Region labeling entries
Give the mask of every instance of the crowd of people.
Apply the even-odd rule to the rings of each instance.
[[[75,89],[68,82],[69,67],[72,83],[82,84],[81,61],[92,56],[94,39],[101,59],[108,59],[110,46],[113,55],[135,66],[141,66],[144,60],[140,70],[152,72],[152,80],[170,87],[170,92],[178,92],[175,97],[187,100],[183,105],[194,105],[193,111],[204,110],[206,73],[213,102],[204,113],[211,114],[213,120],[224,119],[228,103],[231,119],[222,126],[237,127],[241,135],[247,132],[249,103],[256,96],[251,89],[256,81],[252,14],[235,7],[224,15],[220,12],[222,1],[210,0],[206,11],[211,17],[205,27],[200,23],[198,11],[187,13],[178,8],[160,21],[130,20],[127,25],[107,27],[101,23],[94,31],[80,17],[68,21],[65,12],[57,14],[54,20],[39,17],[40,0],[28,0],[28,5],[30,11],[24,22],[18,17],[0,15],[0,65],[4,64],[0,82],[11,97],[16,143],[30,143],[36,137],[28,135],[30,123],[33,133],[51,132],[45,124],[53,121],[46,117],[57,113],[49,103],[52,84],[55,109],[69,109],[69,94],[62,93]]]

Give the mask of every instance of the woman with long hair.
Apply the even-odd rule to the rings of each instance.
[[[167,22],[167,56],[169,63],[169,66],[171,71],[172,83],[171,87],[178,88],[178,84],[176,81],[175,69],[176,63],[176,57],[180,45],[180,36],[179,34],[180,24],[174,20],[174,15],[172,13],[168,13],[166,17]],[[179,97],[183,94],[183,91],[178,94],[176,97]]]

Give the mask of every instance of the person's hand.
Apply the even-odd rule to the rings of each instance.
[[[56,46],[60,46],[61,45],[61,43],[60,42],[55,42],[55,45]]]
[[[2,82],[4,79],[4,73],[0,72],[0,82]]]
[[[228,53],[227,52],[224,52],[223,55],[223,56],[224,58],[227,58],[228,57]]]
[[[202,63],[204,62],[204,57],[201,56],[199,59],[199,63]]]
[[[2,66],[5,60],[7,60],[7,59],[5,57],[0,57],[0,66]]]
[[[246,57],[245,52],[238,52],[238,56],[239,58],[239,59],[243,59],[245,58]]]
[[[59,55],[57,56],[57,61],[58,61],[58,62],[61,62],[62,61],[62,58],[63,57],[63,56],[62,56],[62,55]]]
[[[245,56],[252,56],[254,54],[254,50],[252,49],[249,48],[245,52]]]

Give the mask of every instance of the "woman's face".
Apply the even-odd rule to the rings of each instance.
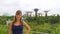
[[[17,19],[17,20],[20,20],[21,17],[22,17],[22,14],[16,14],[16,19]]]

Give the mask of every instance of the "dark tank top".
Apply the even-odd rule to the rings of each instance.
[[[12,25],[12,34],[23,34],[23,23],[21,25]]]

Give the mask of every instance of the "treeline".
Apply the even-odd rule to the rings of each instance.
[[[6,24],[6,21],[13,20],[14,16],[0,16],[0,24]],[[23,16],[23,20],[27,22],[33,22],[37,24],[43,24],[43,23],[60,23],[60,16],[38,16],[38,17],[27,17]]]

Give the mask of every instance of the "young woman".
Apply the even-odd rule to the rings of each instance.
[[[22,12],[17,10],[14,21],[9,25],[9,34],[23,34],[23,26],[26,28],[24,34],[29,34],[30,27],[22,20]]]

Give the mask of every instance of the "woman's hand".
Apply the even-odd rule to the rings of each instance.
[[[24,27],[26,28],[26,32],[25,32],[25,34],[29,34],[29,32],[30,32],[30,26],[24,21]]]

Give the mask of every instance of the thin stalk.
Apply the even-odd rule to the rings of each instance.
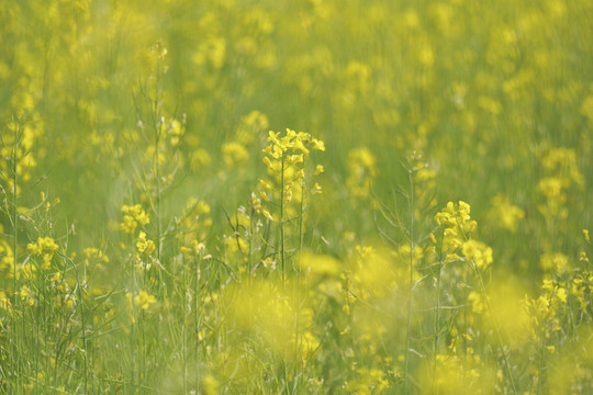
[[[440,278],[443,273],[443,238],[440,239],[438,248],[438,272],[437,272],[437,289],[436,289],[436,312],[435,312],[435,343],[434,343],[434,359],[433,359],[433,392],[438,394],[438,386],[436,385],[437,374],[437,354],[438,354],[438,337],[439,337],[439,323],[440,323]]]
[[[410,211],[410,283],[407,287],[407,317],[405,332],[405,394],[410,393],[410,346],[411,346],[411,327],[412,327],[412,289],[414,286],[414,180],[412,171],[409,173],[410,194],[407,199],[407,208]]]
[[[85,354],[85,365],[83,365],[83,373],[85,373],[85,394],[88,393],[88,350],[87,350],[87,323],[85,321],[85,301],[82,298],[82,284],[80,284],[80,276],[78,275],[78,269],[76,268],[76,264],[72,262],[72,267],[75,269],[76,273],[76,282],[78,283],[78,300],[79,300],[79,306],[80,306],[80,321],[82,325],[82,352]]]
[[[10,325],[10,328],[11,328],[11,331],[14,332],[14,314],[15,312],[19,311],[19,297],[16,297],[16,286],[18,286],[18,282],[16,282],[16,247],[18,247],[18,221],[19,221],[19,216],[16,215],[16,200],[18,200],[18,196],[16,196],[16,185],[18,185],[18,182],[19,182],[19,174],[16,173],[16,145],[18,145],[18,142],[19,142],[19,128],[20,127],[14,127],[14,135],[13,135],[13,140],[12,140],[12,306],[13,306],[13,309],[12,309],[12,314],[10,315],[10,319],[11,319],[11,325]],[[24,316],[24,315],[23,315]],[[23,331],[24,334],[24,331]],[[16,335],[16,334],[13,334],[13,335]],[[11,356],[11,370],[12,370],[12,377],[18,377],[19,376],[19,362],[16,360],[16,336],[11,336],[11,338],[13,339],[13,350],[12,352],[10,353]],[[19,383],[16,383],[16,385],[19,385]]]
[[[280,181],[280,263],[282,267],[282,289],[286,290],[287,273],[284,261],[284,154],[282,153],[282,169]]]
[[[511,371],[511,364],[508,363],[508,356],[506,354],[506,349],[504,348],[504,341],[503,341],[503,338],[501,336],[501,330],[500,330],[501,326],[499,324],[499,319],[494,315],[494,311],[492,309],[492,305],[490,304],[490,298],[488,297],[488,293],[485,291],[485,285],[484,285],[483,279],[482,279],[482,274],[480,273],[480,271],[475,267],[475,263],[472,262],[471,267],[472,267],[473,271],[475,272],[475,275],[478,275],[478,279],[480,280],[480,286],[482,289],[481,291],[482,291],[482,294],[484,295],[484,300],[486,301],[488,311],[490,312],[490,316],[492,317],[492,320],[494,321],[494,329],[495,329],[495,332],[496,332],[496,339],[499,340],[500,347],[501,347],[502,352],[503,352],[503,360],[504,360],[504,365],[506,366],[506,371],[508,373],[508,380],[511,380],[511,385],[513,387],[513,393],[516,394],[517,393],[517,387],[515,386],[515,380],[513,379],[513,372]]]

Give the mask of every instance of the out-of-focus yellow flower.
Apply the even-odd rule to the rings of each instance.
[[[156,303],[156,297],[148,294],[146,291],[139,291],[136,296],[134,296],[134,303],[142,309],[148,309],[150,305]]]

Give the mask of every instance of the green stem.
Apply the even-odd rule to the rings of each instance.
[[[500,347],[502,349],[503,361],[504,361],[504,365],[506,366],[506,371],[508,373],[508,380],[511,380],[511,385],[513,387],[513,393],[516,394],[517,393],[517,387],[515,386],[515,380],[513,379],[513,372],[511,371],[511,364],[508,363],[508,356],[506,354],[506,349],[504,348],[504,341],[503,341],[501,330],[500,330],[501,326],[499,324],[499,320],[496,319],[496,316],[494,315],[494,311],[492,309],[492,305],[490,304],[490,298],[488,297],[488,293],[485,291],[485,285],[484,285],[483,279],[482,279],[482,274],[480,273],[480,271],[475,267],[474,262],[471,262],[471,267],[472,267],[473,271],[475,272],[475,274],[478,275],[478,279],[480,280],[481,291],[482,291],[482,294],[483,294],[484,300],[486,302],[488,311],[490,312],[490,315],[492,317],[492,321],[494,323],[494,329],[495,329],[494,331],[496,332],[496,339],[499,340],[499,345],[500,345]]]
[[[409,173],[410,179],[410,195],[409,195],[409,211],[410,211],[410,283],[407,289],[407,317],[406,317],[406,332],[405,332],[405,394],[410,393],[410,346],[411,346],[411,327],[412,327],[412,287],[414,286],[414,180],[412,171]]]

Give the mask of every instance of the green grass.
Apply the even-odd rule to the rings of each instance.
[[[3,2],[0,393],[593,391],[592,12]]]

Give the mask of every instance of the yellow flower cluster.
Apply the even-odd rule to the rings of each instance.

* [Written problem]
Return every line of the material above that contains the word "flower".

* [Exercise result]
Give the mask of every instance of the out-of-focus yellow flower.
Give the mask of every instance of the yellow flower cluster.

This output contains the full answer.